Write out only the tail of the records, beginning at the line containing "Please locate the silver" and including the last line, exactly as written.

::: THE INPUT :::

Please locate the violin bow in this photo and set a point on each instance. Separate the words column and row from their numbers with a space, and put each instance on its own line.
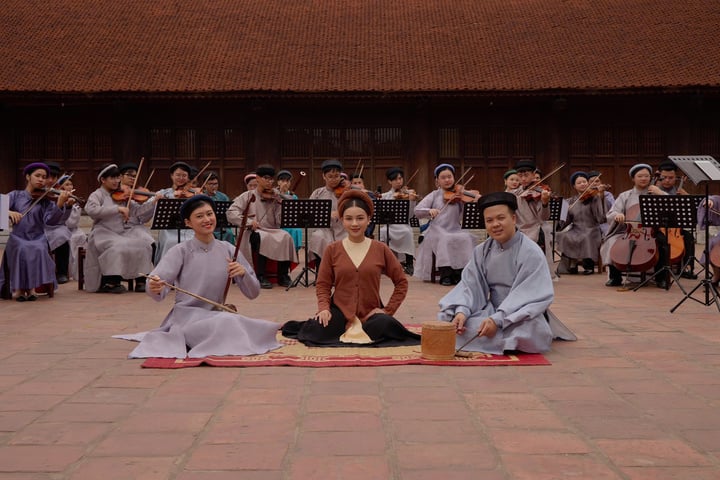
column 585, row 190
column 243, row 222
column 137, row 175
column 64, row 178
column 194, row 295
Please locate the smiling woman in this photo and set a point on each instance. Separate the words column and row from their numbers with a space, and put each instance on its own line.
column 350, row 310
column 202, row 266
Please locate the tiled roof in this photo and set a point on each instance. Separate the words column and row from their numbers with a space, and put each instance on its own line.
column 161, row 46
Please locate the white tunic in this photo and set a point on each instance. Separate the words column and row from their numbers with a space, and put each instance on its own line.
column 451, row 244
column 114, row 248
column 275, row 243
column 510, row 284
column 192, row 328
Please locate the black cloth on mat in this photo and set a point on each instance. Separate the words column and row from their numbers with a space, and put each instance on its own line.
column 384, row 330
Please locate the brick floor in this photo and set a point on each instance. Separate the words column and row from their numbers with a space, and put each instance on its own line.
column 635, row 398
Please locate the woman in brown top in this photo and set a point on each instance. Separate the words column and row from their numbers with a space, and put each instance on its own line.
column 353, row 312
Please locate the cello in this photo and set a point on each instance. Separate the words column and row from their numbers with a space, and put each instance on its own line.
column 636, row 250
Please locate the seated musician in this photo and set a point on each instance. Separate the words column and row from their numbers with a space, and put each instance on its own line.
column 266, row 238
column 402, row 240
column 580, row 238
column 667, row 172
column 284, row 179
column 78, row 237
column 320, row 238
column 350, row 310
column 116, row 251
column 26, row 256
column 628, row 203
column 710, row 215
column 444, row 237
column 202, row 266
column 505, row 288
column 212, row 185
column 138, row 221
column 58, row 235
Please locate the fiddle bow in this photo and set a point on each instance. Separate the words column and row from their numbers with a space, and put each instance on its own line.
column 243, row 222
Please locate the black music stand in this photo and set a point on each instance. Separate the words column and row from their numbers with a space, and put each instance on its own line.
column 305, row 214
column 555, row 206
column 667, row 211
column 223, row 224
column 701, row 169
column 472, row 219
column 390, row 212
column 167, row 215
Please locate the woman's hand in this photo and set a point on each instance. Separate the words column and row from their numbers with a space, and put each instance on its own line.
column 235, row 269
column 15, row 217
column 323, row 316
column 155, row 284
column 373, row 312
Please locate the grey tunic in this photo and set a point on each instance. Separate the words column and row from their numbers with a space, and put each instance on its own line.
column 401, row 235
column 511, row 284
column 581, row 238
column 624, row 201
column 322, row 237
column 192, row 329
column 451, row 244
column 530, row 215
column 114, row 248
column 26, row 251
column 168, row 238
column 275, row 243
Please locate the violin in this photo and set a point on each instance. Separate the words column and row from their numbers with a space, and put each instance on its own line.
column 458, row 194
column 52, row 194
column 123, row 194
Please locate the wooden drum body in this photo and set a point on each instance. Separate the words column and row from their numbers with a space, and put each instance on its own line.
column 438, row 340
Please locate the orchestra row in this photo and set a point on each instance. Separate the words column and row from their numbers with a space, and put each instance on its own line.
column 593, row 227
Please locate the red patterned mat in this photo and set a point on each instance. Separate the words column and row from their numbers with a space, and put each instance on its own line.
column 295, row 354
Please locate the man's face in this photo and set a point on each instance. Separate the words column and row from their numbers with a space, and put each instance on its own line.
column 500, row 222
column 128, row 177
column 179, row 177
column 212, row 185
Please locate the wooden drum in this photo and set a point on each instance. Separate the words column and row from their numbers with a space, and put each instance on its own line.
column 438, row 340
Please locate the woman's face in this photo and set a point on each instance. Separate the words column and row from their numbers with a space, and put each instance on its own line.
column 202, row 220
column 37, row 178
column 355, row 222
column 446, row 179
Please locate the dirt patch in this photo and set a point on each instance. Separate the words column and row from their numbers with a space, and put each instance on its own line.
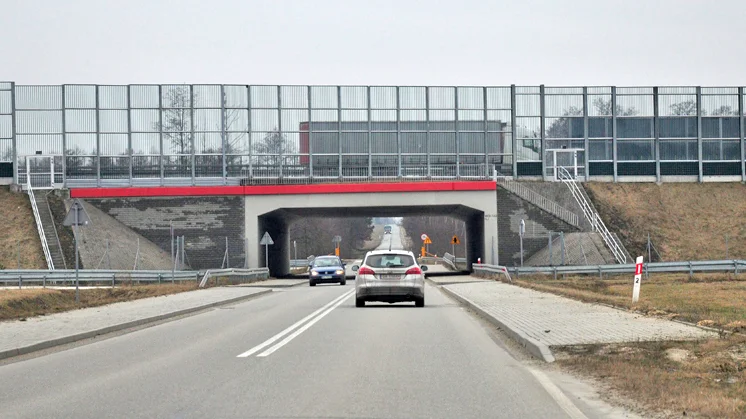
column 686, row 221
column 19, row 241
column 708, row 382
column 20, row 304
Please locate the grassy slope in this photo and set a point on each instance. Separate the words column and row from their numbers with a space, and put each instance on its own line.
column 18, row 229
column 686, row 221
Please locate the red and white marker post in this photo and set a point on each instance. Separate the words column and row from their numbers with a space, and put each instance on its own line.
column 638, row 279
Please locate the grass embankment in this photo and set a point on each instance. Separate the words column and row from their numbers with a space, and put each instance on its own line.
column 19, row 240
column 686, row 221
column 23, row 303
column 703, row 379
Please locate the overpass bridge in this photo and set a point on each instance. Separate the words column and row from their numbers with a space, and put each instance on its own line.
column 274, row 208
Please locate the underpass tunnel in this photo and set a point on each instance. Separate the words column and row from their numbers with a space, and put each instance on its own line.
column 278, row 222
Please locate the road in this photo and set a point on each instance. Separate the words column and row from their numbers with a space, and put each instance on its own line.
column 301, row 352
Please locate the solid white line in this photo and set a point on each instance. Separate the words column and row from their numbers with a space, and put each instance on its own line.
column 563, row 401
column 304, row 328
column 276, row 337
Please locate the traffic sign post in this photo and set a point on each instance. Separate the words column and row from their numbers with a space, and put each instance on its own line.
column 76, row 217
column 266, row 241
column 521, row 232
column 638, row 279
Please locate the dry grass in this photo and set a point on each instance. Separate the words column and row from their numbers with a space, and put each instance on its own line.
column 686, row 221
column 719, row 299
column 18, row 231
column 20, row 304
column 710, row 382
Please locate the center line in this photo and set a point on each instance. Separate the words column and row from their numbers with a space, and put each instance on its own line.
column 305, row 327
column 276, row 337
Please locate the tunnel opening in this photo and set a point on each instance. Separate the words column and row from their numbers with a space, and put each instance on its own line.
column 282, row 225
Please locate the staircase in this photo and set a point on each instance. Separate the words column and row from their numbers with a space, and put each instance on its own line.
column 539, row 200
column 43, row 215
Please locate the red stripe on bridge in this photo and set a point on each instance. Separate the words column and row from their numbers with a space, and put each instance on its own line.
column 334, row 188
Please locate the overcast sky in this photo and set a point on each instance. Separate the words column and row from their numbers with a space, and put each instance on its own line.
column 383, row 42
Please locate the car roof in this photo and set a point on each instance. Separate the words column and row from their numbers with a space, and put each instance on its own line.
column 388, row 252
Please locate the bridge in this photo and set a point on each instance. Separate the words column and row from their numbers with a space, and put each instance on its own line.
column 272, row 209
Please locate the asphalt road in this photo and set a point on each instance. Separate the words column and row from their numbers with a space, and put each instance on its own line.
column 304, row 352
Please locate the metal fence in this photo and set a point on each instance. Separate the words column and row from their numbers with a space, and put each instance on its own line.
column 22, row 278
column 690, row 267
column 148, row 135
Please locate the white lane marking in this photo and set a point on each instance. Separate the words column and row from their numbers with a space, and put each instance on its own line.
column 305, row 327
column 563, row 401
column 276, row 337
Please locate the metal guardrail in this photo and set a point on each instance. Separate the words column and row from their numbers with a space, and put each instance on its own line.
column 592, row 216
column 736, row 266
column 493, row 269
column 539, row 200
column 248, row 273
column 45, row 277
column 40, row 228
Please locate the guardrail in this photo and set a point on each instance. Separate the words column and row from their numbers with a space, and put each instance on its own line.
column 47, row 277
column 248, row 273
column 736, row 266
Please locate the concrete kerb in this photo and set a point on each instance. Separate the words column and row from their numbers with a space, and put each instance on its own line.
column 536, row 349
column 126, row 325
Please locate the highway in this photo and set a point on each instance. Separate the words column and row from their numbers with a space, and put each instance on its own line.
column 302, row 352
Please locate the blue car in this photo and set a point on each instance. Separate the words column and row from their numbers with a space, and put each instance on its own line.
column 326, row 269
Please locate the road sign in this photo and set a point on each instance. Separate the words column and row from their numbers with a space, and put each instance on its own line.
column 266, row 239
column 76, row 216
column 638, row 279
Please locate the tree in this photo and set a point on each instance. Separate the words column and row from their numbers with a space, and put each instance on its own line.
column 603, row 107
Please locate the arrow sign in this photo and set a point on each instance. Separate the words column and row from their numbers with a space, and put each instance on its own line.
column 76, row 216
column 266, row 239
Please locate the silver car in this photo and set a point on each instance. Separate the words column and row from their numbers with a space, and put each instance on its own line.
column 390, row 276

:::

TASK SOLUTION:
Please locate the silver car in this photo and set a point on each instance. Separate the words column and row from their numbers with a space, and put each instance on its own line.
column 390, row 276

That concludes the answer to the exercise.